- _TASK INSTRUCTIONS_: Copy each line below in which the string "image" appears.

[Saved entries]
»»

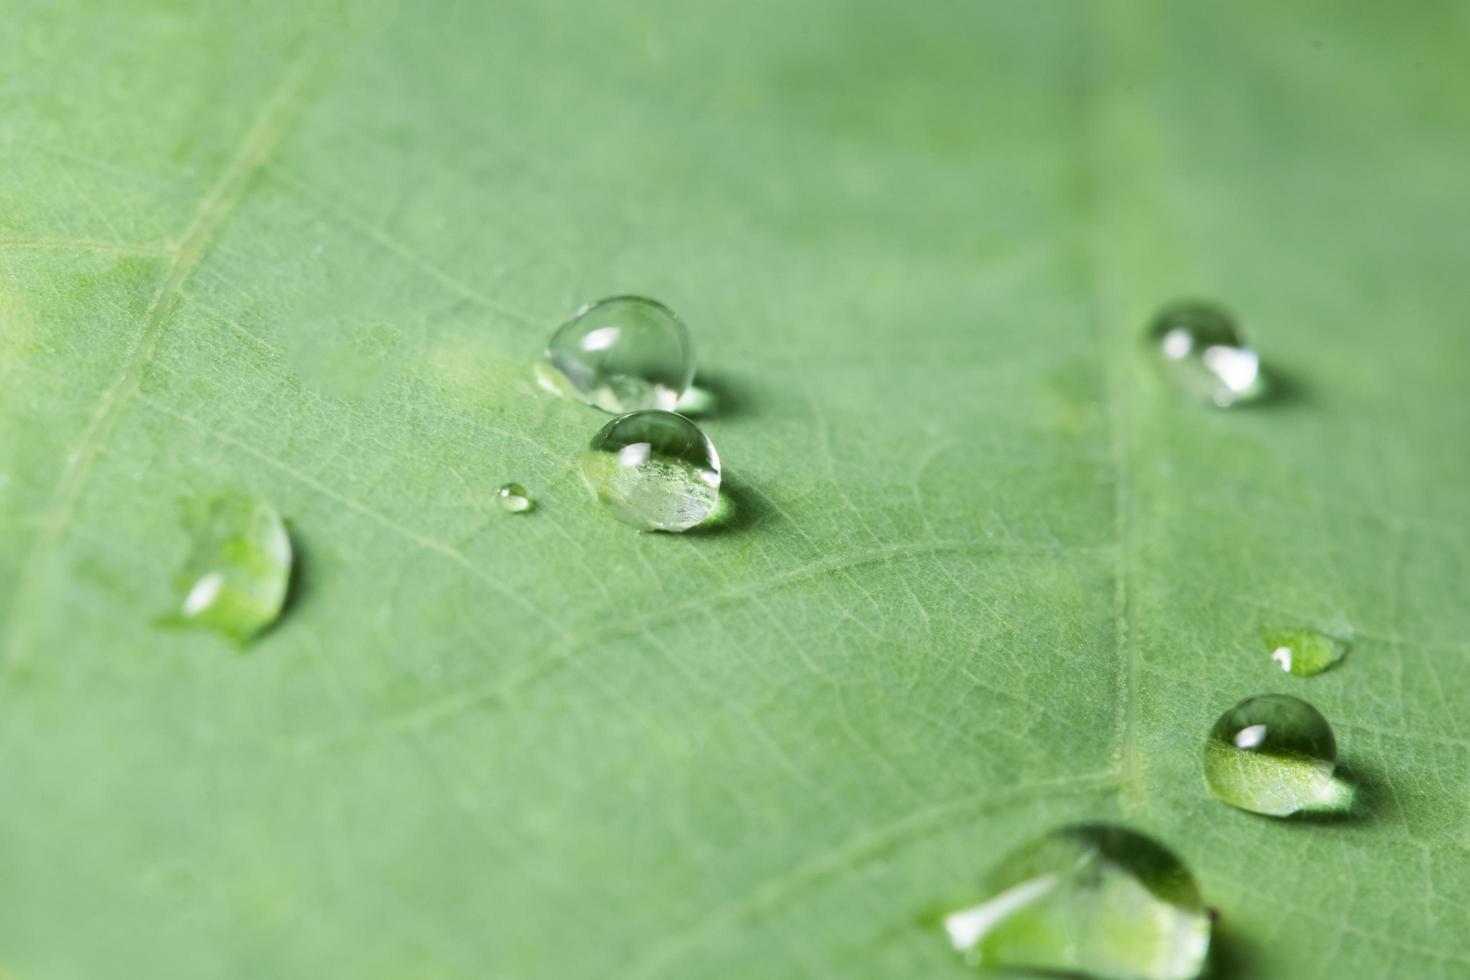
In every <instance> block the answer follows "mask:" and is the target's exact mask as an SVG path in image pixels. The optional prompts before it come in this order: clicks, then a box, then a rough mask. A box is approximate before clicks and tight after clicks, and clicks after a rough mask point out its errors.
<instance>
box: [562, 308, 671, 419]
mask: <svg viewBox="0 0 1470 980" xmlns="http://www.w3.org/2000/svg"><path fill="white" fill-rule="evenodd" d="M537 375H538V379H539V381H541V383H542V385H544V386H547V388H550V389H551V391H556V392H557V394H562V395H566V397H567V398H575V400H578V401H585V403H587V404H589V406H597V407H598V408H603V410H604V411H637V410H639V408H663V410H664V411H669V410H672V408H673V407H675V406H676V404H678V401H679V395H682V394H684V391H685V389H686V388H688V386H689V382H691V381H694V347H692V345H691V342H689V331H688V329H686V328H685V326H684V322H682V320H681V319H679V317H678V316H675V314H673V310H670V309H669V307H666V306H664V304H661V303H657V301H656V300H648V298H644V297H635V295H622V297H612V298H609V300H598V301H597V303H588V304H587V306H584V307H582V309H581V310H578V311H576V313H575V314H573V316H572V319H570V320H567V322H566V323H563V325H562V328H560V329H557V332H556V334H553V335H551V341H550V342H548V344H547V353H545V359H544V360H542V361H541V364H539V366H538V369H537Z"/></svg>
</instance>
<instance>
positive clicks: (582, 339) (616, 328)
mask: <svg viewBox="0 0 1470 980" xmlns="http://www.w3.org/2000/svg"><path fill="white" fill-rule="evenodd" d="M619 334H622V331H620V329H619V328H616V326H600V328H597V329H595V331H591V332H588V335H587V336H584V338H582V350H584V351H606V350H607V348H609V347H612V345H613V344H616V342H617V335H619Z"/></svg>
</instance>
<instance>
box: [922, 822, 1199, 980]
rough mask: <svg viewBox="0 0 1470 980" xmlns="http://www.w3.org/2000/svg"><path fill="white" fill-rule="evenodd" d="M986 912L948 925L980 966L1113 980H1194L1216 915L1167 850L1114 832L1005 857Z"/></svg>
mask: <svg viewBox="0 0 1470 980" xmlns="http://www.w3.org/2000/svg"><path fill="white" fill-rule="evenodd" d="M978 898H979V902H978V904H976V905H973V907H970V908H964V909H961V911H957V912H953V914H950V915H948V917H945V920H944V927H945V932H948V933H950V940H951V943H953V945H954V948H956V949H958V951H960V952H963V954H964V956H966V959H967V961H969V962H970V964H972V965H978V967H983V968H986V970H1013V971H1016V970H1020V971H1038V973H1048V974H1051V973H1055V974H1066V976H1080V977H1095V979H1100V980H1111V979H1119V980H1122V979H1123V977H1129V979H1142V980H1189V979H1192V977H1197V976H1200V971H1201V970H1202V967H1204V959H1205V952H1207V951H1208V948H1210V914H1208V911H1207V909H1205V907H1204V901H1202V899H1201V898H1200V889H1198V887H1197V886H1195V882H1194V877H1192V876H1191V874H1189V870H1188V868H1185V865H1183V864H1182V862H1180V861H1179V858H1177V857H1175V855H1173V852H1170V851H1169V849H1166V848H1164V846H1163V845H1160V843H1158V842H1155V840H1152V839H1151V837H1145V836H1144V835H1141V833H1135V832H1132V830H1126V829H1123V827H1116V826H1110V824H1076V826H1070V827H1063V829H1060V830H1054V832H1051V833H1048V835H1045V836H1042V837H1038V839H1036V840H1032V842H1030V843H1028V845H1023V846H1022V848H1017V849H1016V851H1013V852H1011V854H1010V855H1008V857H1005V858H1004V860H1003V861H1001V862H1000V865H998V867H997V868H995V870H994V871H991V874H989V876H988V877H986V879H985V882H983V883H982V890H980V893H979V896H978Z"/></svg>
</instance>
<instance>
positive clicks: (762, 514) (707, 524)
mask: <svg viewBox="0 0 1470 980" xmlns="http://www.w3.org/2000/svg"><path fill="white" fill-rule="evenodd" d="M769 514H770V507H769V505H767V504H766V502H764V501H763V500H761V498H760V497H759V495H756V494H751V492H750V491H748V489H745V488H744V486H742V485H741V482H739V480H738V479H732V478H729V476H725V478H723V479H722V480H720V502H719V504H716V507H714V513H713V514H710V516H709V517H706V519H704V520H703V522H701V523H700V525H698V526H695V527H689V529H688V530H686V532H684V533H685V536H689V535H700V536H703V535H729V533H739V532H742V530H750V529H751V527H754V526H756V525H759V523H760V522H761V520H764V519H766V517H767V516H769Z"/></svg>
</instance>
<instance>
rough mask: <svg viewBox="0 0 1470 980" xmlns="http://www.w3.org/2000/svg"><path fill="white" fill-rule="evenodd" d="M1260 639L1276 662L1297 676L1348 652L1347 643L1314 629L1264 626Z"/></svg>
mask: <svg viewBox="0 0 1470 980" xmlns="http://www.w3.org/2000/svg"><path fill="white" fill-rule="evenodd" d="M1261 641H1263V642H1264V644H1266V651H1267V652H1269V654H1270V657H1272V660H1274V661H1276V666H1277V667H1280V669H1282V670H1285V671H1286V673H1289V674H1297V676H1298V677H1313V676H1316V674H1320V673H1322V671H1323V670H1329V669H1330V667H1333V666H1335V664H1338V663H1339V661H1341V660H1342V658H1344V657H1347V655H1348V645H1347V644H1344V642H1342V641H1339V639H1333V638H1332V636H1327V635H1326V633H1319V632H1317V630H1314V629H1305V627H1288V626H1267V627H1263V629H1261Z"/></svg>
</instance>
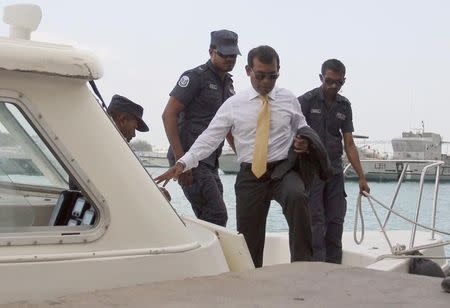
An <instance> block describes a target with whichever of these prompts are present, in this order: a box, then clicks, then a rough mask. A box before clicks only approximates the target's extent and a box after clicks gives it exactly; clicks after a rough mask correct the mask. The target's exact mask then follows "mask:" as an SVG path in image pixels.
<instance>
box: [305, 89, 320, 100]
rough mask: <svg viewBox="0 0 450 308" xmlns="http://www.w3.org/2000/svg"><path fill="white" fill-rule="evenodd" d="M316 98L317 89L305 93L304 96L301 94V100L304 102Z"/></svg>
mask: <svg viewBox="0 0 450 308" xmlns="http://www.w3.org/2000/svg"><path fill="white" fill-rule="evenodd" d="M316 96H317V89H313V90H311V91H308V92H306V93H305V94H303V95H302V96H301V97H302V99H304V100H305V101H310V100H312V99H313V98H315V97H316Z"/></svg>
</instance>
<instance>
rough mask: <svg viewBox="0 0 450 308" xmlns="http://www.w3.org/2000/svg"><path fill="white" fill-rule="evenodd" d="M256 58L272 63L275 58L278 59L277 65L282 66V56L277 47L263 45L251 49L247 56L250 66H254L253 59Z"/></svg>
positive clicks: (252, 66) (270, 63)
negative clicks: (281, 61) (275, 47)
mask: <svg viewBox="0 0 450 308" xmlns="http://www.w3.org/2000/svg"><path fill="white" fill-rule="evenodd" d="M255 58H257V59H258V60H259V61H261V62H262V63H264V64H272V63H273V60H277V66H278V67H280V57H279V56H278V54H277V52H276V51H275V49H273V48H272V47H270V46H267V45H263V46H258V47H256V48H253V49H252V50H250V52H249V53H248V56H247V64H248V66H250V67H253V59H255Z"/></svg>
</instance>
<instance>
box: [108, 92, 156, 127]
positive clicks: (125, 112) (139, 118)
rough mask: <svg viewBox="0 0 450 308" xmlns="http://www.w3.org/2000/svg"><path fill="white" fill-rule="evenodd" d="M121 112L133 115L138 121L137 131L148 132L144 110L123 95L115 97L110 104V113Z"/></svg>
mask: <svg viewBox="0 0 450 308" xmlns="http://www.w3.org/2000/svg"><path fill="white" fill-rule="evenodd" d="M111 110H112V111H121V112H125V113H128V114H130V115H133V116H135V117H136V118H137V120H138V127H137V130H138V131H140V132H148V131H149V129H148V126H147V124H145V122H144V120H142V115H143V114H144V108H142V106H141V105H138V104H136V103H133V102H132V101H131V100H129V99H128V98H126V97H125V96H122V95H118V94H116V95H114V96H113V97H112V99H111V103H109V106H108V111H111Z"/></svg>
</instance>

««

- _RESPONSE TO THE TASK_:
In every <instance> block the answer follows "mask:" and is the target's exact mask as an SVG path in image pixels. The optional prompts before it come in this order: clicks, then a box, then a rough mask. A box is approximate before clicks and tight after clicks, and clicks after a rough mask point out its errors.
An <instance> block describes a target with whichever of these prompts are present, in this order: a box, then clicks, then a rough mask. A box before clicks only approximates the target's extent and a box after clicks gives it exactly; clicks after a rough mask correct the mask. The target's exact mask then follows "mask:" as an SVG path in image pixels.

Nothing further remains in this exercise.